> _Given task_
Copy the entries below verbatim, from the line containing "hat and put a dot on each instance?" through the end of the entries, inclusive.
— begin —
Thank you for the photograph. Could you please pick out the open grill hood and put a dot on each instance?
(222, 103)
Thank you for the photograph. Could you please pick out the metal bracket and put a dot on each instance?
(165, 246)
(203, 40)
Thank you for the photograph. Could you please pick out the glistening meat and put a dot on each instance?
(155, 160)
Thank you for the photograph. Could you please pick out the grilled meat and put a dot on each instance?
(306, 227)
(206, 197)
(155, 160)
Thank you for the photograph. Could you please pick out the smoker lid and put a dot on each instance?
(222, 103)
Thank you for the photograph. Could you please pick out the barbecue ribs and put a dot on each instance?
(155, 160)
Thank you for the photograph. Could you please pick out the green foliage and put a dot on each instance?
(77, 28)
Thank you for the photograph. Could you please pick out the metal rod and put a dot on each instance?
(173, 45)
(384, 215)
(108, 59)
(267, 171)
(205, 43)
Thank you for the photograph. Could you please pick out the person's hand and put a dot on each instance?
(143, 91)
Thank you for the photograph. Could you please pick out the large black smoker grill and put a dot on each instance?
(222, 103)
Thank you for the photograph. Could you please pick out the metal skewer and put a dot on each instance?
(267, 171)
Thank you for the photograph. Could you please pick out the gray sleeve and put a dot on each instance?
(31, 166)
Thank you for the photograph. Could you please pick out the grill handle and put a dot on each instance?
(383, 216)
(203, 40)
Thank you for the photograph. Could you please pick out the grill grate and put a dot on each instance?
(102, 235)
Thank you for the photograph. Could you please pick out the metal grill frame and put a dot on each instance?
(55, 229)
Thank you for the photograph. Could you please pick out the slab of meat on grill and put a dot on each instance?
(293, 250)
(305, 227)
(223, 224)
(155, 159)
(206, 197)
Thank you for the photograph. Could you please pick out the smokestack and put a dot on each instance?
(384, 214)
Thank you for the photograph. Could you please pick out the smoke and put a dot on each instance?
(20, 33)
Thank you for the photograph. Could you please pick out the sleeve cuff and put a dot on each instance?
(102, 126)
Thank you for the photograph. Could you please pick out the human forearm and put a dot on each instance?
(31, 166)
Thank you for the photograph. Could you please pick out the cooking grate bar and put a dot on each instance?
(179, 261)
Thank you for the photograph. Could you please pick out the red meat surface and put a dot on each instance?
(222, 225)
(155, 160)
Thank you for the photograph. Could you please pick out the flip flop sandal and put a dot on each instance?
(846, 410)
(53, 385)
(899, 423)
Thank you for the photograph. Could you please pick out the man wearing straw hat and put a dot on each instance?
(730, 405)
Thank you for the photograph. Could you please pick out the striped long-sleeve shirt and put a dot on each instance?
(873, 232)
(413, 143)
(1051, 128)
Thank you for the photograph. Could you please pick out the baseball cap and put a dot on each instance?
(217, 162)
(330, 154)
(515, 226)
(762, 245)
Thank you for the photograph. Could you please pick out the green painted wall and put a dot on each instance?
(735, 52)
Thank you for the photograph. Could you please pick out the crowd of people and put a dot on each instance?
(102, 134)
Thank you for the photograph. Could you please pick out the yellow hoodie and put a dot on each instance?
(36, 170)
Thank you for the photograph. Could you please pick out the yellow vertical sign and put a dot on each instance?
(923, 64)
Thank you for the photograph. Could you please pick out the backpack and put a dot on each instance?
— end —
> _Answer for this exercise_
Thank you for the photograph. Could you please pick out the man wearing straw hat and put a dot on each instance?
(730, 405)
Thank you for the photograph. Could you please pick out the striped long-sleeve shirt and put a dot on each instance?
(873, 232)
(413, 143)
(1051, 128)
Thank you for the photograph. Could you please pick out the baseball cap and put a dot on each instance?
(217, 162)
(330, 154)
(515, 226)
(762, 245)
Thank you for the photograph. Could you please pick out the green painted wall and put a dot on each instance?
(735, 52)
Thank you for the photograph. Could you please pick out the crowd of people and put a dot on each instance?
(102, 134)
Thank you for the photograph. Could you please pick out the yellow hoodie and put a dot on each instance?
(36, 170)
Thank you for the photograph. Could you please pick out the yellow vertical sign and put a dot on each instance?
(923, 64)
Thank you for the photograph. Could you please pick out the backpack and put a dot on each instance?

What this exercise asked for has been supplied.